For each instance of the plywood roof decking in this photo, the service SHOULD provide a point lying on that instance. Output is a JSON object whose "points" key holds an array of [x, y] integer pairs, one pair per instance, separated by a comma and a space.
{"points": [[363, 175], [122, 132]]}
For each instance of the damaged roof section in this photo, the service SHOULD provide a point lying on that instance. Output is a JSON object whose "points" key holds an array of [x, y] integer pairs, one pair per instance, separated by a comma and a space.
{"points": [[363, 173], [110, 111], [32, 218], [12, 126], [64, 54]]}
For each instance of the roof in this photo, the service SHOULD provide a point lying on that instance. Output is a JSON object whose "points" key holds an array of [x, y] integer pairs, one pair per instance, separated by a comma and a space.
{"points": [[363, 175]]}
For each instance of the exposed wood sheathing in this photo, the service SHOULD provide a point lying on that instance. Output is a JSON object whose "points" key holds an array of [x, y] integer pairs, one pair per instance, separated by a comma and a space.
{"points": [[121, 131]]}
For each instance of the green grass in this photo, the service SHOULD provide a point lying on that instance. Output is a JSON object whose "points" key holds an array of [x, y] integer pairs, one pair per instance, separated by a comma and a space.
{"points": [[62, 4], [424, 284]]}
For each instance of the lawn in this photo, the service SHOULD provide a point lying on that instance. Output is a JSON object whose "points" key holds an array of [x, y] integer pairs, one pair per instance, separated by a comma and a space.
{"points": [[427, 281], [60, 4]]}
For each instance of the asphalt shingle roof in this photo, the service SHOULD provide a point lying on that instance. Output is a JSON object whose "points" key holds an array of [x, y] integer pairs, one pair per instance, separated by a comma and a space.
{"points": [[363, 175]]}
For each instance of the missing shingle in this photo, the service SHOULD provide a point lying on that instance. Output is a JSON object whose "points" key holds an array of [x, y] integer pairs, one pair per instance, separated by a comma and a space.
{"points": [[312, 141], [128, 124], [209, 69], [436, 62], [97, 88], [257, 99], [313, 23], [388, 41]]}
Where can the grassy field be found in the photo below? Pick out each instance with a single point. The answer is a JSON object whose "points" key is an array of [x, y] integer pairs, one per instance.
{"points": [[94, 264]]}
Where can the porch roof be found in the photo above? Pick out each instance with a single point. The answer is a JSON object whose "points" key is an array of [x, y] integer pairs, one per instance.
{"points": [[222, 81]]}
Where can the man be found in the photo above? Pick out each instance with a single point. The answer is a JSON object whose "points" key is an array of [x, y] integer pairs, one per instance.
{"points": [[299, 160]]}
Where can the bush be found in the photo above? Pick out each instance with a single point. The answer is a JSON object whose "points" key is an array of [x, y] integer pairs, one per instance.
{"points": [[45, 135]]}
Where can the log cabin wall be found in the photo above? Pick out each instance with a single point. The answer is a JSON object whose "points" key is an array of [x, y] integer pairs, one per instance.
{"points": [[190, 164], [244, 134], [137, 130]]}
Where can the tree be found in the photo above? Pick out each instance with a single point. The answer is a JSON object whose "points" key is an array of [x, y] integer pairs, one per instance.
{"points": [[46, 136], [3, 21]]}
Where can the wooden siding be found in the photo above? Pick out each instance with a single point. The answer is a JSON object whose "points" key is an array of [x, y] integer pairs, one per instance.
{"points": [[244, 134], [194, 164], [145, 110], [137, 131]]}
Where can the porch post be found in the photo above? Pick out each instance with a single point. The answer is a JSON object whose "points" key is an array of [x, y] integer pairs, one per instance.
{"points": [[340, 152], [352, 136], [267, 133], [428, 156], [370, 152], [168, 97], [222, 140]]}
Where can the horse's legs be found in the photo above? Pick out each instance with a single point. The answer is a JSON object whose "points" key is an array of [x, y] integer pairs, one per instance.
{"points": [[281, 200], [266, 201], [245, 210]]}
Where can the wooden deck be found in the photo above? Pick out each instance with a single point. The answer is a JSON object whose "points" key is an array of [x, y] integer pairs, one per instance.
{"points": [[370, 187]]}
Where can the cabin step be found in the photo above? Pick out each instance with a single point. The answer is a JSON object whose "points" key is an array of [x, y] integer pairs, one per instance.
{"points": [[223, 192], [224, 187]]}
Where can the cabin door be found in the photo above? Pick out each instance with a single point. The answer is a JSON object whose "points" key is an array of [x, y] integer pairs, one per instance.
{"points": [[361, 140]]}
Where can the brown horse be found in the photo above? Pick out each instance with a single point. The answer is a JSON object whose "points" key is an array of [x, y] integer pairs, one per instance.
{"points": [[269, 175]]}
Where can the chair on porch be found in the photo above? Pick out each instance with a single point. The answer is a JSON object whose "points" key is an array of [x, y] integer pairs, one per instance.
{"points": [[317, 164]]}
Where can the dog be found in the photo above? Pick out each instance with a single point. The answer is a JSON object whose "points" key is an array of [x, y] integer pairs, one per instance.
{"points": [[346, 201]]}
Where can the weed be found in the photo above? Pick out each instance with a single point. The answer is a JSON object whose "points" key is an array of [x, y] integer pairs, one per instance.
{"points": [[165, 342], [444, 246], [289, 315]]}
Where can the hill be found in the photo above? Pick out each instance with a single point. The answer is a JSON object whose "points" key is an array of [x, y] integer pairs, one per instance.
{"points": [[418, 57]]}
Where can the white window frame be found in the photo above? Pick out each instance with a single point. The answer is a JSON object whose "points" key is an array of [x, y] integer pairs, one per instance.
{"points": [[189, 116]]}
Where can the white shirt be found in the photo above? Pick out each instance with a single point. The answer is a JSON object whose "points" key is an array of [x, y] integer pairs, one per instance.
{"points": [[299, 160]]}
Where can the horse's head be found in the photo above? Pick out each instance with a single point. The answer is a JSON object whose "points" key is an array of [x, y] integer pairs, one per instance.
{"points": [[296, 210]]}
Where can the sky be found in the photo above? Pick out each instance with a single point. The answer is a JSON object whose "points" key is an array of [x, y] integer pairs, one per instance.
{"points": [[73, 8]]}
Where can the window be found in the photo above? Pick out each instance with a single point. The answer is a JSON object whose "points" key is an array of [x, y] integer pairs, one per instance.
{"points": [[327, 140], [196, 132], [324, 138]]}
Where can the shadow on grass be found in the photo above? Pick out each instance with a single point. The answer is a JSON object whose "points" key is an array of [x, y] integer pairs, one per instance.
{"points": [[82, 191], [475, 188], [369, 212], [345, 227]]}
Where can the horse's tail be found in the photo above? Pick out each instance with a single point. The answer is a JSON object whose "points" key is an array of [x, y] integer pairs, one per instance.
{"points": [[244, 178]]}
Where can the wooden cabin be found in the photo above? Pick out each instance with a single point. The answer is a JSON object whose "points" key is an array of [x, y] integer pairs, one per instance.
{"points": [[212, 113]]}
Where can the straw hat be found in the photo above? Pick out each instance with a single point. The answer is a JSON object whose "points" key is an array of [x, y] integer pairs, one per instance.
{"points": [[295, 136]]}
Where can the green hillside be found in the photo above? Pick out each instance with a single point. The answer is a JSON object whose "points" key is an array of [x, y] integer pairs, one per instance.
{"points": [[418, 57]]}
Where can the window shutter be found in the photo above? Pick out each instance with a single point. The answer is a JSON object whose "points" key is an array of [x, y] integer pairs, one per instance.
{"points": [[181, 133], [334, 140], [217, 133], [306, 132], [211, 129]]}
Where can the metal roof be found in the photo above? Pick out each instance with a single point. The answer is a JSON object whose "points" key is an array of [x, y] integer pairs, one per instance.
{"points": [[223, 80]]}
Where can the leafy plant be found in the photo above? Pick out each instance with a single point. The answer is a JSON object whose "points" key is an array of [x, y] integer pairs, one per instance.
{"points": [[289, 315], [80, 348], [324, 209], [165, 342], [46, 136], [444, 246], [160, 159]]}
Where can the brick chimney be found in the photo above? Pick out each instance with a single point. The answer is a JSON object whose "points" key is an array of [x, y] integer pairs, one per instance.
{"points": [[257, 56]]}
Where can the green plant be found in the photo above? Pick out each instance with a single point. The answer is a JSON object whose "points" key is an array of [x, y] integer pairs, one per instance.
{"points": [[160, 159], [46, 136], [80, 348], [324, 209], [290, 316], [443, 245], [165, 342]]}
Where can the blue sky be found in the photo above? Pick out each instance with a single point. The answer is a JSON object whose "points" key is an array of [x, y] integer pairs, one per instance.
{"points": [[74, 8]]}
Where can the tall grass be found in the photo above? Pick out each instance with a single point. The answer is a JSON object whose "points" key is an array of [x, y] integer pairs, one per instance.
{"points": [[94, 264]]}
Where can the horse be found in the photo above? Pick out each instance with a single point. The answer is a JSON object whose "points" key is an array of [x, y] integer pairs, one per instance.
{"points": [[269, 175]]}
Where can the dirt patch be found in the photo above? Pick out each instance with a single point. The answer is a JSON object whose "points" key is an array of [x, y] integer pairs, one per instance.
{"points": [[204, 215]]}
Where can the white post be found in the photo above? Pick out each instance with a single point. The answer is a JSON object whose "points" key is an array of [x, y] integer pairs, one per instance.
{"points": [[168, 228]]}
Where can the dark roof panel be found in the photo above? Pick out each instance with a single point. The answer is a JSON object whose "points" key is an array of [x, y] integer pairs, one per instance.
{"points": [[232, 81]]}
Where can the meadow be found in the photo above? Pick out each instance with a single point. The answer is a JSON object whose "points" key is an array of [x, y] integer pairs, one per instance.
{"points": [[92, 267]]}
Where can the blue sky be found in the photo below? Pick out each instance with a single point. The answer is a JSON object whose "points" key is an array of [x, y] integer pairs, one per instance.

################

_Prompt_
Begin with the line that contains "Where can the meadow" and end with the last line of the material above. Set down that range exactly.

_Written reply_
Where can the meadow be found in the photo above? Pick out each instance with a single point. The answer is a JSON object whose "points" key is an array of [x, y] integer pairs, one per instance.
{"points": [[92, 267]]}
Where can the blue sky be found in the photo below? Pick out each instance with a single point. The answer is a JSON object whose "points" key is an array of [x, y] integer pairs, one per instance.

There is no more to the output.